#### Requirement A
Rewrite the rows below, starting at the first row and ending at the line that contains "x=461 y=209", so that "photo" becomes "image" and everything else stays unchanged. Omit the pictures.

#### Excerpted passage
▬▬▬▬▬▬▬▬▬▬

The Riverside Generating Station is a 261 MW electric generating station operated by Exelon that is located at 4000 Broening Highway in Dundalk, Maryland. The station is on Sollers Point on the Patapsco River.

Plant description
Riverside consists of Unit 4, a natural gas-fired steam electric unit with a nominal capacity of 78 MW, Unit 5, an 85 MW steam generating unit, Unit 6, a 135 MW natural gas and fuel oil-fired gas turbine, and Units 7 and 8, each 25 MW natural gas-fired gas turbines. Water from the Patapsco River is used as the heat sink of the condensers of the steam turbines.

History

The site of the Riverside Generating Station was originally purchased by the Consolidated Gas and Light Company of Baltimore, a predecessor company to Constellation Energy, in 1922 for the location of a manufactured gas facility that was never built. In 1942, the 60 MW steam turbine and boiler Unit 1 was installed at a cost of US$6.5 million. Two additional 60 MW steam electric units, Unit 2 and Unit 3, were placed in service in 1944 and 1948, and Units 4 and 5 entering commercial operation in 1951. Units 1, 2, 3, and 5 were shut down in 1993.

▬▬▬▬▬▬▬▬▬▬

#### Requirement B
Extend the account of the Riverside Generating Station above, picking up after its final sentence.

▬▬▬▬▬▬▬▬▬▬

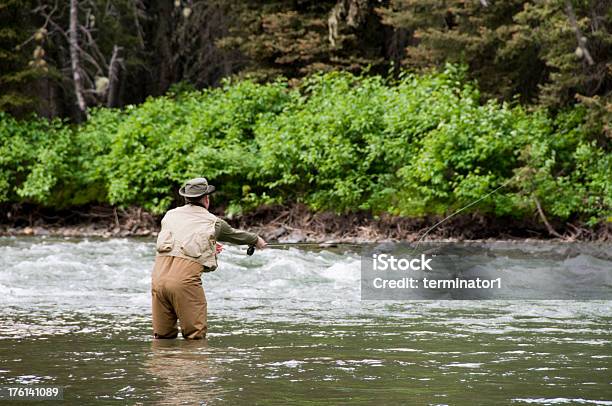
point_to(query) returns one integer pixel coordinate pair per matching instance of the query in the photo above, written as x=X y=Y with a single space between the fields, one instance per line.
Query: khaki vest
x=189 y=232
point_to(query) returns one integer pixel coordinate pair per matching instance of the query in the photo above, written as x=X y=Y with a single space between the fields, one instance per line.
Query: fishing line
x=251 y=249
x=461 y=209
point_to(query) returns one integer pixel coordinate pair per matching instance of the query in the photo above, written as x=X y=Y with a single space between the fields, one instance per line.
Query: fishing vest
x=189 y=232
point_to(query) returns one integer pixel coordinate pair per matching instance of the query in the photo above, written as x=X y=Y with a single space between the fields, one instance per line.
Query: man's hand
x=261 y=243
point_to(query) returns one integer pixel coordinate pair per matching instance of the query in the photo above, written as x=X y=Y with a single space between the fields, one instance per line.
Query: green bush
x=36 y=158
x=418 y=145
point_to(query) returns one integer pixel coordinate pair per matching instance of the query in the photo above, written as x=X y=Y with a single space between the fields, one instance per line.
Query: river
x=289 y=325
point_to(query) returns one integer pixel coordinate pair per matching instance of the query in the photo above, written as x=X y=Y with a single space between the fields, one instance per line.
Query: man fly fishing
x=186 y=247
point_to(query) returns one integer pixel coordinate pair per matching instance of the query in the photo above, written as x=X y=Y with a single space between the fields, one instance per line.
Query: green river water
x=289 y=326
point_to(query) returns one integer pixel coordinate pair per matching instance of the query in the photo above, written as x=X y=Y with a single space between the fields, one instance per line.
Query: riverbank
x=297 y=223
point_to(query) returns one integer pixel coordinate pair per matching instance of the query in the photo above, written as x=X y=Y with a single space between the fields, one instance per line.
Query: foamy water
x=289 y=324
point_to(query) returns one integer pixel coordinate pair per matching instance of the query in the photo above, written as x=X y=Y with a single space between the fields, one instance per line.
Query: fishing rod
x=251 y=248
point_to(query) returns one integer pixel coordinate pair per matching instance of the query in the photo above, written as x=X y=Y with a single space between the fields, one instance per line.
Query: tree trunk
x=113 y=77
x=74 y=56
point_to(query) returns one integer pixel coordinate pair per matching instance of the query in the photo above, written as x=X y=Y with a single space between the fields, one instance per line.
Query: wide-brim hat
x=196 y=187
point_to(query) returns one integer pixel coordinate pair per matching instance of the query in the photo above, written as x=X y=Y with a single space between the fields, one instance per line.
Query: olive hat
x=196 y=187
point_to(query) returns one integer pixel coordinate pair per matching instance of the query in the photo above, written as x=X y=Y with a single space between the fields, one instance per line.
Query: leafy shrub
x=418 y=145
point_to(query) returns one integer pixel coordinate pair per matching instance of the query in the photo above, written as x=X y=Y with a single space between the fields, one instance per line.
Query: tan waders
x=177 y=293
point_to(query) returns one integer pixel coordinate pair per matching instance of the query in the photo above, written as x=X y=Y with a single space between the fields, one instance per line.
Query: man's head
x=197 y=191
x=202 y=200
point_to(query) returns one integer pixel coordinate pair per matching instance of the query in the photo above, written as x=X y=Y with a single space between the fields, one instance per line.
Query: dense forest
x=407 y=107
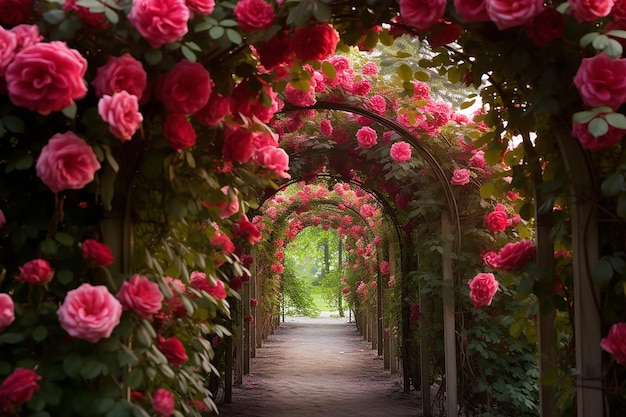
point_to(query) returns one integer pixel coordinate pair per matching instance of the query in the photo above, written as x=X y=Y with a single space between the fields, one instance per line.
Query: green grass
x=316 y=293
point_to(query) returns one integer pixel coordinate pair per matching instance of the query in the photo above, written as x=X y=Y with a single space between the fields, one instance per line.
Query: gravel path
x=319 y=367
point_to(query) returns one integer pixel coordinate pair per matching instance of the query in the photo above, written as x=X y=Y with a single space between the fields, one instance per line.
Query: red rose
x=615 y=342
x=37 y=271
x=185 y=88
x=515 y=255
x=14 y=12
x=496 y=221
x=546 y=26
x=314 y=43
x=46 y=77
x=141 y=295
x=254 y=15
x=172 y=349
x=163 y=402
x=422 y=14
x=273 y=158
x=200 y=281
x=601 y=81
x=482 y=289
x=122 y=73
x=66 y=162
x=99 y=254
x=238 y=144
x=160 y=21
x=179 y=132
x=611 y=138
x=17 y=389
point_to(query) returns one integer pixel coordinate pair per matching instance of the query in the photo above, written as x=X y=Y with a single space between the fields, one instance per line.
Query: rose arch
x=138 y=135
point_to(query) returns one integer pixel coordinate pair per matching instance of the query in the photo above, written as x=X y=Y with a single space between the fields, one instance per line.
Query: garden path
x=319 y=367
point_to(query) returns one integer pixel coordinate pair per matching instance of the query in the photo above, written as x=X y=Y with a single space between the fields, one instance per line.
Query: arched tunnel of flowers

▬▬▬▬▬▬▬▬▬▬

#### Written reply A
point_to(query) returns one integer pixel coordinate pair per matching instance of the query in the image above, written as x=X y=Y with a single space between the fields, one instance per line.
Query: khaki vest
x=189 y=232
point_to(query) returns one integer pixel coordinate pair per matching instance of the query in the image above, written as x=X y=Y with a single space between the fields, one instance per line.
Query: fishing line
x=251 y=249
x=461 y=209

#### Written reply B
In 2008, authorization was granted to modify and reactivate Unit 5 to operate only on natural gas at an estimated cost of US$25 million. Constellation Energy merged into Exelon in 2012. Exelon announced plans to shut down Unit 4 by mid-2016.

Operations
Exelon normally operates the Riverside Generating Station as a peaking power plant. As the mid-Maryland region is a summer peaking load, the majority of the plant's operating time will be during hot summer days. The Riverside Generating Station is dispatched by the PJM Interconnection regional transmission organization.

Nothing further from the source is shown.